Saved entries

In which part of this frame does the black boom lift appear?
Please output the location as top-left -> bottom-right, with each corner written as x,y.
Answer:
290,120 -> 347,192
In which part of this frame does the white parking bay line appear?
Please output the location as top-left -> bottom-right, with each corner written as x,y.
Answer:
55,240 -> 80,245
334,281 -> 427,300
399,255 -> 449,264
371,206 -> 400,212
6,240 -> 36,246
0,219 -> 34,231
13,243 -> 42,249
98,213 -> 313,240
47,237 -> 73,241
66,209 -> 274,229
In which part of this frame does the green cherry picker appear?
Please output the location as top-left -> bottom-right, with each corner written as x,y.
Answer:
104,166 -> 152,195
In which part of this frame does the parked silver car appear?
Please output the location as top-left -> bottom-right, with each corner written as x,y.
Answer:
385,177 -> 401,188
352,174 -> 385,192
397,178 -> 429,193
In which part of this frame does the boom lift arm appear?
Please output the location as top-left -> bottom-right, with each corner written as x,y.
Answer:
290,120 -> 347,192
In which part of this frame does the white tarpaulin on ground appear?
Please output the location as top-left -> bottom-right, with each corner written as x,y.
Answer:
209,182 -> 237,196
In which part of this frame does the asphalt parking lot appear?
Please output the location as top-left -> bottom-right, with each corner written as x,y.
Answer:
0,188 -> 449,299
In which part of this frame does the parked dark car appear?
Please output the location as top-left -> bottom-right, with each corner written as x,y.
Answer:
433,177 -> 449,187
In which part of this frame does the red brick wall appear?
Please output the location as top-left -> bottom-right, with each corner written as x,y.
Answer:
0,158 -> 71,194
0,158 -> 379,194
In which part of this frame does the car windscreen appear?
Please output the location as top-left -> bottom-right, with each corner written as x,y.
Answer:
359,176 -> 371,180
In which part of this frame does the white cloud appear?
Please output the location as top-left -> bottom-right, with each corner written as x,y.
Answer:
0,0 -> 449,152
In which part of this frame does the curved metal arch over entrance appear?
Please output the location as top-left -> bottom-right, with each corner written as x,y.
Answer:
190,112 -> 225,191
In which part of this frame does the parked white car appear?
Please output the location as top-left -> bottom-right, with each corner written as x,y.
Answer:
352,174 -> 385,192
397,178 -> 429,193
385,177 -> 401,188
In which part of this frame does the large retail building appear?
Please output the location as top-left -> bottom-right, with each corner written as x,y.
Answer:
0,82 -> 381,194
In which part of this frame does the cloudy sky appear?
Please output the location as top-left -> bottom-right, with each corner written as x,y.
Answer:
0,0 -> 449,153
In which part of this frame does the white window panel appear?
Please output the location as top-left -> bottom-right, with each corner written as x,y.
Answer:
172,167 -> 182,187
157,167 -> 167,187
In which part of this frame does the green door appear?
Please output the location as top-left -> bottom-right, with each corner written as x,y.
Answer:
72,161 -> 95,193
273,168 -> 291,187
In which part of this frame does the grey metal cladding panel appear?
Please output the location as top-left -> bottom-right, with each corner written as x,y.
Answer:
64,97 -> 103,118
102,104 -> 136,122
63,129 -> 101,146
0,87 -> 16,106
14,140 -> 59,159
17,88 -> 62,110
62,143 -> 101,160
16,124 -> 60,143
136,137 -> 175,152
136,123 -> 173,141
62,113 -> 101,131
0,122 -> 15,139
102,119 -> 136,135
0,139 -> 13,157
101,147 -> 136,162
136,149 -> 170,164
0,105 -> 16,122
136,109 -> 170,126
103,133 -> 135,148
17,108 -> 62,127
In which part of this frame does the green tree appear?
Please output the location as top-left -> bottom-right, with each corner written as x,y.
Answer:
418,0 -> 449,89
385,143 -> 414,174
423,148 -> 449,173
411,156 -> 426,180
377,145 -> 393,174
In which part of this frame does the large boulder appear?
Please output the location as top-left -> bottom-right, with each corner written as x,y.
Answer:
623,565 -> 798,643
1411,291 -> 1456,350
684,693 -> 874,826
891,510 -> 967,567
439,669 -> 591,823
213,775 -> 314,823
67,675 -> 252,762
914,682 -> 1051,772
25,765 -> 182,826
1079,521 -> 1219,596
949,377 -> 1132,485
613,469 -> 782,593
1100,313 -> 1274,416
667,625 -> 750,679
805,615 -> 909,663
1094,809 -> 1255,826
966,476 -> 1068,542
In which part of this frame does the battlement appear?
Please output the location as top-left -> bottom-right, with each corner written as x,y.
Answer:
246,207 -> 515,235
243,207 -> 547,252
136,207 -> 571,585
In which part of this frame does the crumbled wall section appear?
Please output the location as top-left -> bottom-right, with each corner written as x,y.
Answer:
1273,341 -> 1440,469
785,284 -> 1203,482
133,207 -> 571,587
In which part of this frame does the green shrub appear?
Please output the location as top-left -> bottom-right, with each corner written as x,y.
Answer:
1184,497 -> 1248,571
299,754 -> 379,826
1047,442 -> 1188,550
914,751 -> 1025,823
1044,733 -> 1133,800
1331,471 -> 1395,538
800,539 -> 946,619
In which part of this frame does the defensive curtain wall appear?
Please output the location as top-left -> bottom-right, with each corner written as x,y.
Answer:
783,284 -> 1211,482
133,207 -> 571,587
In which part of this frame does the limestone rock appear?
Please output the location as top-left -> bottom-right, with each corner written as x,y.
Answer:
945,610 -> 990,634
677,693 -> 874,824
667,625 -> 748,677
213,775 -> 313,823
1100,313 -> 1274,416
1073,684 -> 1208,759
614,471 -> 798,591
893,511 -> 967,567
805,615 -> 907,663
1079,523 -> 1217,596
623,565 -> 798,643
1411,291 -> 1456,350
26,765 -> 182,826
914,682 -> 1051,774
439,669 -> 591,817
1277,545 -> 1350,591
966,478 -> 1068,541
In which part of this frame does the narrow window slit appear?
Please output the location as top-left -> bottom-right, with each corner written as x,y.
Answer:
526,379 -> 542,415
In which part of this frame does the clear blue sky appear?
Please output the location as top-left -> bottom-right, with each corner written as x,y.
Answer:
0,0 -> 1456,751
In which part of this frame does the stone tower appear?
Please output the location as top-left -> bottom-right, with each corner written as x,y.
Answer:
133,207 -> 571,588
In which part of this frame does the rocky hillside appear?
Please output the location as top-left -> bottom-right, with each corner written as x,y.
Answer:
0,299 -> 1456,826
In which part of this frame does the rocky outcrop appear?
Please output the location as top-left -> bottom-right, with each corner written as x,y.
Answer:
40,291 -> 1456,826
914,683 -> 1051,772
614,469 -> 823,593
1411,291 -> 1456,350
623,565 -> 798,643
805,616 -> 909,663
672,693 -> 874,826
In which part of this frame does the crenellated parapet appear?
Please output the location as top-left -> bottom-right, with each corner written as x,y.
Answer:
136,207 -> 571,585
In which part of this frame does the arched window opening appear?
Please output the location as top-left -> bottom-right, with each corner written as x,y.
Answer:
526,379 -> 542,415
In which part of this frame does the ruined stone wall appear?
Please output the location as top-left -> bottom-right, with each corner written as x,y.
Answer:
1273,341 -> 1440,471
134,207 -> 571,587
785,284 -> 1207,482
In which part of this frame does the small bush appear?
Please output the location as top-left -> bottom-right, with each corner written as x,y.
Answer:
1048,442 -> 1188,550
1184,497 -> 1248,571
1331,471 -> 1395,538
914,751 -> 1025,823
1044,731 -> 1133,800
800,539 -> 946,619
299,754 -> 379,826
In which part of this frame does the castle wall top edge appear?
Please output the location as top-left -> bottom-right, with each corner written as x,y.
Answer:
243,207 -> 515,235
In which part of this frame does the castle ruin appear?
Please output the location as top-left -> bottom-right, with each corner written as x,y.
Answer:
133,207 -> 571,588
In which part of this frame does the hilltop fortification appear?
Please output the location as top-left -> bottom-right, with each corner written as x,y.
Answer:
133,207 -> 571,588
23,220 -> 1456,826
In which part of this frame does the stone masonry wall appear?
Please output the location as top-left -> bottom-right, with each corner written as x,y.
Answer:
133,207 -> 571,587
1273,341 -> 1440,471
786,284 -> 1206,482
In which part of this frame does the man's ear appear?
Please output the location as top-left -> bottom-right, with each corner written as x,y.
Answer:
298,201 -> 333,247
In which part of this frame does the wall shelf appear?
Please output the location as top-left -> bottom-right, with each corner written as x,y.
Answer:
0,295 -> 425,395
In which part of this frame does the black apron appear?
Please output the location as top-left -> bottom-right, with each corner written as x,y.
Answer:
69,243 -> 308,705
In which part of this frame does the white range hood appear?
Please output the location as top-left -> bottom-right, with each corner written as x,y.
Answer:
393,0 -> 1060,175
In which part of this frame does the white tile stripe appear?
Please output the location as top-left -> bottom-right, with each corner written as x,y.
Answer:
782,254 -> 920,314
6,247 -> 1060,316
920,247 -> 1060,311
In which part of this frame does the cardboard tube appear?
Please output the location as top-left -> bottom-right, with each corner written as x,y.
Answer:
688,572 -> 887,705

**PROBLEM REQUIREMENTS**
Please write out the records again from the line containing "In which part of this frame does the white range" up to and including the last line of the records, keeping the requests, and shift every coordinate in the answers up by 138.

**EXERCISE RESULT**
In which part of this frame does the white range hood appear?
Please output the location as top-left -> bottom-right, with each corner written as x,y.
Answer:
531,138 -> 1198,313
In which part of this frame does the white tile stripe appear?
Please output the location as top-left -> bottom-right, with each corner written as x,y.
Answer:
920,392 -> 1058,452
144,385 -> 1198,454
1058,385 -> 1198,449
In which part of this frame does the cardboard tube appear?
Please output the location as top-left -> bottom-right, with each corner written as x,y.
Answer:
826,710 -> 1025,843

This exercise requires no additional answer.